## Text passage
Lower Yields May Spur Heavy Borrowing of U.S. Top-Rated Bonds

(Bloomberg) — U.S. investment-grade bond supply is set to remain strong and steady next week, with Wall Street estimates calling for about $25 billion of new sales after macro concerns around inflation and rate hikes eased.

Credit markets reacted favorably to the Federal Reserve’s announcement that it will begin tapering asset purchases this month with no rush to raise interest rates. Borrowing costs remain dirt cheap for top-rated issuers, who are likely to take advantage and tap the market heavily in the weeks ahead of the Thanksgiving holiday, according to one syndicate desk. 

“The taper announcement was accompanied by more dovish commentary on rate hikes, which augurs well for credit,” Barclays Plc strategists led by Bradley Rogoff wrote Friday. Third-quarter earnings results are showing that despite supply chain issues, corporate “fundamentals are robust,” he added. 

The 10-year Treasury yield sank below 1.5% on Friday for the first time in a month, potentially setting up an issuance window for opportunistic borrowers next week.

## Stored data records
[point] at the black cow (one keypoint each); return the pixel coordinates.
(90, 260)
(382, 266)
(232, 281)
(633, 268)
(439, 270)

## Required tasks
1/ Based on the article on investment-grade bond supply, say whether each statement agrees with it. Answer yes or no for each, and quote the words of the article that decide it.
(a) Wall Street expects about $25 billion of new investment-grade sales next week.
(b) The Federal Reserve said it would begin tapering asset purchases next year.
(c) The 10-year Treasury yield rose above 1.5% on Friday.
2/ Translate this sentence from the article on investment-grade bond supply into Spanish: "Credit markets reacted favorably to the Federal Reserve’s announcement that it will begin tapering asset purchases this month with no rush to raise interest rates."
3/ Carry on the article on investment-grade bond supply from its final sentence.
These records were taken from a different source than the text.

## Outputs by task
1/
(a) Yes: "Wall Street estimates calling for about $25 billion of new sales"
(b) No: "it will begin tapering asset purchases this month"
(c) No: "The 10-year Treasury yield sank below 1.5% on Friday for the first time in a month"

2/ Los mercados de crédito reaccionaron favorablemente al anuncio de la Reserva Federal de que comenzará a reducir gradualmente las compras de activos este mes sin prisa por subir las tasas de interés.

3/
Retail investors are also getting in on the action. U.S. investment-grade bond funds posted a $429 million inflow during the week ended Nov. 3, according to Refinitiv Lipper. That follows an outflow of $1.1 billion the previous week. High-yield funds, meanwhile, saw outflows of about $1.27 billion during the five trading days ending on Wednesday, after money was added in each of the prior two weeks.

The bond market will be closed Thursday in observance of Veterans Day in the U.S.

High Yield

One known deal is in the junk-bond pipeline heading into the week: Oil and gas company Energean Plc’s $400 million note sale to refinance credit facilities and for general corporate purposes. Marketing will continue through Wednesday.

Other deals are likely to emerge ahead of Veterans Day, with junk-bond yields falling on a weekly basis for the first time in more than a month. 

U.S. high-yield bond sales are about $6 billion away from a new annual record, which could be reached as soon as next wek. Almost $425.5 billion of the risky debt has been sold this year, and would need to surpass last year’s $431.8 billion volume to set a new all-time high, according to data compiled by Bloomberg.

Save the Date: Andrew Feltus, co-director of high yield at Amundi Pioneer, answers your questions in a live Q&A moderated by Bloomberg News reporter Gowri Gurumurthy, Nov. 10 at 11 a.m. New York time. Click here for more

In U.S. leveraged loans, a few companies marketing leveraged loans are beyond their commitment due dates, with no timing or pricing updates given as of Friday morning in New York. They include a joint bond and loan offering for diagnostic medical company LifeScan Inc. for a refinancing.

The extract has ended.